#### Task directions:
Recast the data below as a Markdown table with the columns Row and Line, starting at the line containing "Running a retail shelf audit. Please mark the crown" and ending at the line containing "Running a retail shelf audit. Please mark the tile". Put one line in each row, number the rows, and leave out any blank lines.

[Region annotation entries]
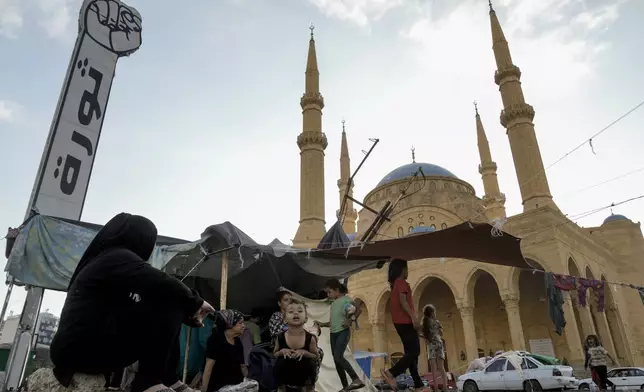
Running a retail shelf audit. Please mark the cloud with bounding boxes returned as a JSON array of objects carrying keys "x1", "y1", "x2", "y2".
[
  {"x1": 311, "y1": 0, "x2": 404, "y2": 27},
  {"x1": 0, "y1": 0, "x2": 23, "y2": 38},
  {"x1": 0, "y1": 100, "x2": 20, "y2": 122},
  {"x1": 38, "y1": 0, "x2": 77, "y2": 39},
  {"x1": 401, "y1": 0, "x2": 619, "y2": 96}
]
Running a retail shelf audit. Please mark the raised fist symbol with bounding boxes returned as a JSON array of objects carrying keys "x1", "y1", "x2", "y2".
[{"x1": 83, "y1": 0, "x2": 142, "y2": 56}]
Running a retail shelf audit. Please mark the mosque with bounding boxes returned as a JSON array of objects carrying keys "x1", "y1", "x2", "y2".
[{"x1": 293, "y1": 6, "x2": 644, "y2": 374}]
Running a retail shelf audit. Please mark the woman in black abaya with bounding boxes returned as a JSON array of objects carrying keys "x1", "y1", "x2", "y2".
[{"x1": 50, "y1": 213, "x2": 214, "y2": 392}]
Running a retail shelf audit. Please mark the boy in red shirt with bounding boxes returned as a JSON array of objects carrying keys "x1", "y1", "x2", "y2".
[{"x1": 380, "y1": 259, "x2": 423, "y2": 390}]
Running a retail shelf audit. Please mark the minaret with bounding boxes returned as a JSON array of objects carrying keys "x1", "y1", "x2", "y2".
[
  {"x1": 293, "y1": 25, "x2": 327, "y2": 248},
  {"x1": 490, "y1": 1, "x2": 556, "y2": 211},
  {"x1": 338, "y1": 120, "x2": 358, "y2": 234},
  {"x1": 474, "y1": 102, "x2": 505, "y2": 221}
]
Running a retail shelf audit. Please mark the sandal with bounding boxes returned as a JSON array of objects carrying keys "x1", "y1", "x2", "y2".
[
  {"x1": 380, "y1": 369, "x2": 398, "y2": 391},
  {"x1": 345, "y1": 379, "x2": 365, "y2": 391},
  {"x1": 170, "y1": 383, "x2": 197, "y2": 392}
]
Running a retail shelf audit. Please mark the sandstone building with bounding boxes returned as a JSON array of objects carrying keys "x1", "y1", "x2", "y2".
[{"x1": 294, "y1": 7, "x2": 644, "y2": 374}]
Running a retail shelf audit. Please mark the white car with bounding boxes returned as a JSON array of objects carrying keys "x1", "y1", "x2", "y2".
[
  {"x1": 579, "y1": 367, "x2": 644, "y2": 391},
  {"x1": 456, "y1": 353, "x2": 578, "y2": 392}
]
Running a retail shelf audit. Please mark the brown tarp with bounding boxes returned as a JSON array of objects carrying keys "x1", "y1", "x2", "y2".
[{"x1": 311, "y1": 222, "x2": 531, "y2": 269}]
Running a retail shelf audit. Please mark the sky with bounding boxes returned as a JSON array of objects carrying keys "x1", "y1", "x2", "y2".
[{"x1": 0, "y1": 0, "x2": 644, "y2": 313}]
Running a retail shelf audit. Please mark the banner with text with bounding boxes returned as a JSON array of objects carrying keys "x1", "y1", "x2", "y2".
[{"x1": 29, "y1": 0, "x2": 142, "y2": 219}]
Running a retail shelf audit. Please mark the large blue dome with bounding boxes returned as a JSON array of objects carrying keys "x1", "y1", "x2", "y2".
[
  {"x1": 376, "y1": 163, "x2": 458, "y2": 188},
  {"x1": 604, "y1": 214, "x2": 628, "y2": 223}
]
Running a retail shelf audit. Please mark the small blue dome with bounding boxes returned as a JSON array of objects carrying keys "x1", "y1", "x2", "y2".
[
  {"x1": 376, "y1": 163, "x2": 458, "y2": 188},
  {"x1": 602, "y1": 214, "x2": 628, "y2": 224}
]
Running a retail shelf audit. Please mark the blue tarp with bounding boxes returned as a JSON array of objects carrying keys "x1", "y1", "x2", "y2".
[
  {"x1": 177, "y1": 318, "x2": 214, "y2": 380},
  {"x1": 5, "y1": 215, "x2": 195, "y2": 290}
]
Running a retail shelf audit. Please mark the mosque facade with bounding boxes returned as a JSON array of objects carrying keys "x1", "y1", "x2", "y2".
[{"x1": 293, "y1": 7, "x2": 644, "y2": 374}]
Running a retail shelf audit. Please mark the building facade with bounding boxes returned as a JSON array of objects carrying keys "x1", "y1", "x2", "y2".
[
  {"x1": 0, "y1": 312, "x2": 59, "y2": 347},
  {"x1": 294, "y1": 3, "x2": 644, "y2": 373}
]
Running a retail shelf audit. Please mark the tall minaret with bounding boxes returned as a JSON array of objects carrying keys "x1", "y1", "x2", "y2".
---
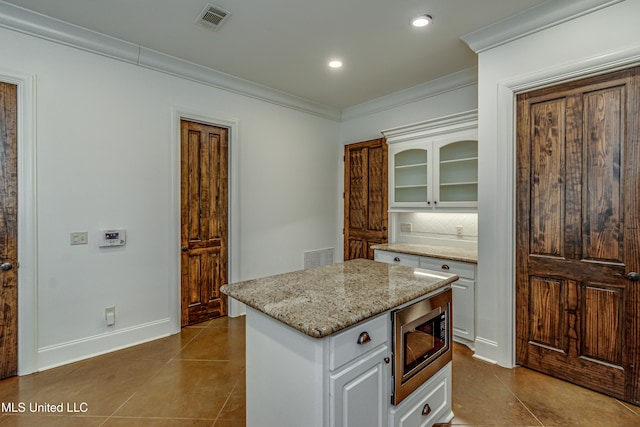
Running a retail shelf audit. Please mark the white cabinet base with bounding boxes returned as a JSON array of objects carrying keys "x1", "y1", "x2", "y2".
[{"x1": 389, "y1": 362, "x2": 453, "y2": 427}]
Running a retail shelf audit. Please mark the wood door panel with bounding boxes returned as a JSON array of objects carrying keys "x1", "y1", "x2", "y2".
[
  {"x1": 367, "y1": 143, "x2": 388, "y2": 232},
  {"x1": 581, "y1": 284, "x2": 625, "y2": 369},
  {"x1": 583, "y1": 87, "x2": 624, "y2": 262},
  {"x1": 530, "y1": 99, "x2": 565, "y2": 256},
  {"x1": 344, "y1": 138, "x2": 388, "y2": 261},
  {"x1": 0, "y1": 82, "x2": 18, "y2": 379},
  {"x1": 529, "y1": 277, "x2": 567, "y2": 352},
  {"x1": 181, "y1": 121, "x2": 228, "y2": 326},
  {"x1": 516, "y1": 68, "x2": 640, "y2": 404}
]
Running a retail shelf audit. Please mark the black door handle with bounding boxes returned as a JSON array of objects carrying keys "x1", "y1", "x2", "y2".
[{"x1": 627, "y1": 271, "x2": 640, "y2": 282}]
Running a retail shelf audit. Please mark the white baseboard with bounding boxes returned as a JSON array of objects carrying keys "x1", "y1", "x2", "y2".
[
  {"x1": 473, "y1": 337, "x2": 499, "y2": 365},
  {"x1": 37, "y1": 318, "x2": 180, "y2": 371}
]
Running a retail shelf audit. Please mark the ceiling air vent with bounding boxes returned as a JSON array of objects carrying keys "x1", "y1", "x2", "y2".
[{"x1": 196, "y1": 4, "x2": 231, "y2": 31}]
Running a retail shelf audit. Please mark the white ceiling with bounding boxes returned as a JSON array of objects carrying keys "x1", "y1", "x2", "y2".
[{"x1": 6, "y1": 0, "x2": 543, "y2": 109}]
==
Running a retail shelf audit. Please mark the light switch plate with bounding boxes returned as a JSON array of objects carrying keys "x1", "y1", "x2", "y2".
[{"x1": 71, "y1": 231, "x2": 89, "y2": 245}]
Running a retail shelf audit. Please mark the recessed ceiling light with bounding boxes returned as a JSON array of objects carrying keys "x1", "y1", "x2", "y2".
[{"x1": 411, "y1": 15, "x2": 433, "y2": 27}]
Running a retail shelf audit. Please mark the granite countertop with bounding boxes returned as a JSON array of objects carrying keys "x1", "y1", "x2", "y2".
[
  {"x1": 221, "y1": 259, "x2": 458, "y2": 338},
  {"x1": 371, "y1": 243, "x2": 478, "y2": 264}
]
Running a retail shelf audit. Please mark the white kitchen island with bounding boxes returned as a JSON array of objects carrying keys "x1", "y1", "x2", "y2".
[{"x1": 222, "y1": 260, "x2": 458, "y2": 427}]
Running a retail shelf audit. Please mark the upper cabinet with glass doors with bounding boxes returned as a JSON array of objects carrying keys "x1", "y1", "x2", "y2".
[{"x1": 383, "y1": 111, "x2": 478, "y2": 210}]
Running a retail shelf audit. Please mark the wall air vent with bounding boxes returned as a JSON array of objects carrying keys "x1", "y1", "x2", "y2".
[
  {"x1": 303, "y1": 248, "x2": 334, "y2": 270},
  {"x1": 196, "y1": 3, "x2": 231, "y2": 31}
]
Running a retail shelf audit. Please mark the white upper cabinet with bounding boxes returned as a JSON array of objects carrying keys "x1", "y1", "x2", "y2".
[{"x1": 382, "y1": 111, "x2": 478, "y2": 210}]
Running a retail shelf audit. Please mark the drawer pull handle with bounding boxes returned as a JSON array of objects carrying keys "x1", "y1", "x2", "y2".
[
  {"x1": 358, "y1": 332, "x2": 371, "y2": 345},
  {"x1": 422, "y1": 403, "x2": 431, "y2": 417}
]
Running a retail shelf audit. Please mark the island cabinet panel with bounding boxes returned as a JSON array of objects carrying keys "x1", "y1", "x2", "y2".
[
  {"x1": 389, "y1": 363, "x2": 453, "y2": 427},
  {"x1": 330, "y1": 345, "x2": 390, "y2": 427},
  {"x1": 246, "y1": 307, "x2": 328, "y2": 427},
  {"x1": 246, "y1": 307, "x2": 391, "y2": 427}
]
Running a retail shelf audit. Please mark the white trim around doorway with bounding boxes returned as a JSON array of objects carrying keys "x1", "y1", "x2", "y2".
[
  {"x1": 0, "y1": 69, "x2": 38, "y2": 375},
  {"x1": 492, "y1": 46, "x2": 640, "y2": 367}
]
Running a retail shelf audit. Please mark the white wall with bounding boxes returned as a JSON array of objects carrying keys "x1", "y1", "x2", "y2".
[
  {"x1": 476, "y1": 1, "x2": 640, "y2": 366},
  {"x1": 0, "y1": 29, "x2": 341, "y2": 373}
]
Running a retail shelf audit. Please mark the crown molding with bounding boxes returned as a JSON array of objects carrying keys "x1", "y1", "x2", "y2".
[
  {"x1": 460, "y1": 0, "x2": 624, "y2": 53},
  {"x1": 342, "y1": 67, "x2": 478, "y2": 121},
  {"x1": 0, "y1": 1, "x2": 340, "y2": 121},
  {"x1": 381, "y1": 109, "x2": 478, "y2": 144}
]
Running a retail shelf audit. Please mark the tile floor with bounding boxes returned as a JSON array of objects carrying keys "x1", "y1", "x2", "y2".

#### Solution to this task:
| Row | Line |
|---|---|
| 1 | Running a retail shelf audit. Please mark the crown molding with bounding boxes returned as a JSON array of objects carrying keys "x1", "y1", "x2", "y2". |
| 2 | [ |
| 3 |   {"x1": 460, "y1": 0, "x2": 624, "y2": 53}, |
| 4 |   {"x1": 342, "y1": 67, "x2": 478, "y2": 121}, |
| 5 |   {"x1": 0, "y1": 1, "x2": 340, "y2": 121}, |
| 6 |   {"x1": 381, "y1": 109, "x2": 478, "y2": 144} |
| 7 | ] |
| 8 | Running a retail shelf audit. Please mark the tile floor with bounding boxes returned as a JSON array of objects carrying keys "x1", "y1", "x2", "y2". |